**Exercise data**
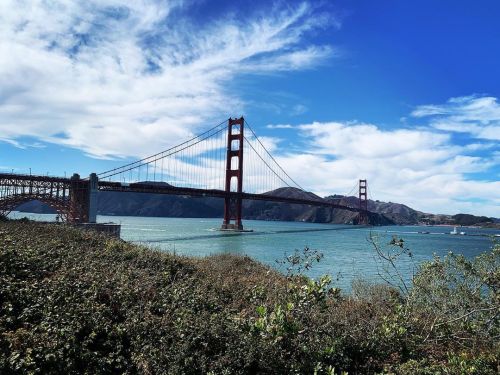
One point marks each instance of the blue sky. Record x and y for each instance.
(402, 93)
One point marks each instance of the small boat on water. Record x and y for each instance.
(454, 231)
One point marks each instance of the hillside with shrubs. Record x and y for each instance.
(74, 302)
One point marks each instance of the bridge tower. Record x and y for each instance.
(234, 169)
(363, 203)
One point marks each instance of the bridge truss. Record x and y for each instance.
(207, 165)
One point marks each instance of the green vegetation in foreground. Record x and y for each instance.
(75, 302)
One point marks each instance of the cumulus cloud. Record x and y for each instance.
(116, 78)
(476, 115)
(422, 168)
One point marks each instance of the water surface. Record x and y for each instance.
(348, 253)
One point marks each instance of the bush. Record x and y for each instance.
(78, 302)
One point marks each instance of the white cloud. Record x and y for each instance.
(421, 167)
(117, 78)
(279, 126)
(476, 115)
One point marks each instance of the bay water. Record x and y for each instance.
(348, 252)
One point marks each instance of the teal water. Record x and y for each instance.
(348, 254)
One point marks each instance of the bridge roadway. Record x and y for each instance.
(173, 190)
(48, 185)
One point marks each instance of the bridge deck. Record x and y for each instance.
(173, 190)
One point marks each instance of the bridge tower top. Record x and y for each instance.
(232, 201)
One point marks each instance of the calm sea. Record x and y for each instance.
(348, 253)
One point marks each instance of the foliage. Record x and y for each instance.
(77, 302)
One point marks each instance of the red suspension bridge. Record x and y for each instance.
(208, 165)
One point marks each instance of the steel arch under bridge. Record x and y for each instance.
(68, 196)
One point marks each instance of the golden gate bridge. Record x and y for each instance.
(215, 163)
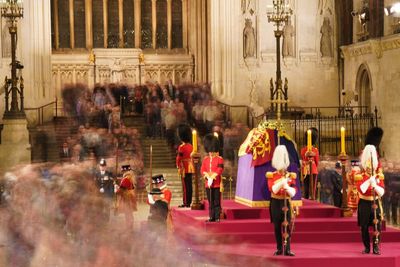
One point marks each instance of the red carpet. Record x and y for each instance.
(245, 238)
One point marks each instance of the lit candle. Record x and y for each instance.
(309, 145)
(194, 141)
(342, 140)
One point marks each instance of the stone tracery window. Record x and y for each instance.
(80, 24)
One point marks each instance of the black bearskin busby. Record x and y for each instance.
(374, 136)
(314, 135)
(211, 143)
(157, 179)
(185, 133)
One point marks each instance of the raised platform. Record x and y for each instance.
(246, 236)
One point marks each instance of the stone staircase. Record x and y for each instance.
(47, 139)
(163, 159)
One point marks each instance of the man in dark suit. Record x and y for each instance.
(105, 183)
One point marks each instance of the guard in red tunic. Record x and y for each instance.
(305, 163)
(370, 186)
(211, 169)
(159, 181)
(184, 163)
(352, 193)
(126, 197)
(282, 185)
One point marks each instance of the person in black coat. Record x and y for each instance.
(105, 183)
(337, 185)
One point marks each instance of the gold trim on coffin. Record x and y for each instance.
(264, 203)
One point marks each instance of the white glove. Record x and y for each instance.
(379, 190)
(291, 191)
(277, 186)
(364, 186)
(372, 178)
(286, 186)
(150, 199)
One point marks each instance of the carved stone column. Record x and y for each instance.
(88, 23)
(121, 23)
(137, 17)
(71, 24)
(154, 22)
(198, 10)
(34, 51)
(105, 22)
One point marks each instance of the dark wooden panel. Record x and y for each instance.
(53, 33)
(79, 24)
(98, 22)
(129, 24)
(63, 22)
(177, 34)
(113, 24)
(162, 28)
(146, 30)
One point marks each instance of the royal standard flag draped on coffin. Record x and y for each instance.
(255, 156)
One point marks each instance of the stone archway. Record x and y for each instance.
(363, 89)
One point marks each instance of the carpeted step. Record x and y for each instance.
(310, 255)
(268, 237)
(236, 211)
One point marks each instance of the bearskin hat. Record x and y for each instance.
(369, 157)
(374, 136)
(125, 168)
(280, 159)
(314, 135)
(211, 143)
(184, 133)
(157, 179)
(156, 191)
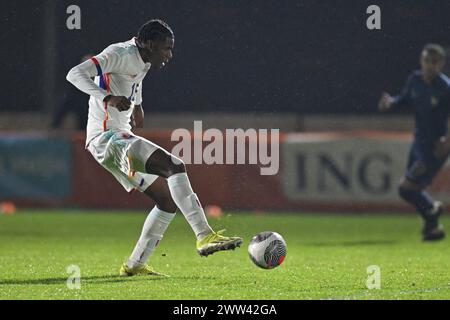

**Task goal**
Could you restate exactly the lines from the line containing "One point marks each instance of the gold trim" through the end of the listing, both ends included and nothing else, leaving the images out?

**Exercise answer**
One point marks each instance of the gold trim on coffin. Record x and y for each instance.
(264, 203)
One point marks each instance of the white glove. Record x and y for each instance.
(379, 190)
(291, 191)
(277, 186)
(364, 186)
(372, 178)
(286, 186)
(150, 199)
One point marks each instance of the carved stone column. Record x and y for each instance.
(88, 23)
(121, 23)
(137, 17)
(71, 24)
(154, 22)
(198, 10)
(34, 51)
(105, 22)
One point marks each instance of the dark wooden panel. Record x and y for each instance.
(53, 33)
(79, 24)
(98, 22)
(129, 24)
(63, 22)
(177, 34)
(113, 24)
(162, 28)
(146, 30)
One point marks each instance of the royal standard flag draped on coffin. Record x and y for each instance.
(255, 156)
One point marks each instance of the stone archway. Record x and y for each instance.
(363, 89)
One point marks each instance of the carpeted step. Record x and y for each instance.
(310, 255)
(268, 237)
(236, 211)
One point marks each instance of the bearskin hat. Record x and y for each instance.
(369, 157)
(374, 136)
(125, 168)
(280, 159)
(314, 135)
(211, 143)
(184, 133)
(157, 179)
(156, 191)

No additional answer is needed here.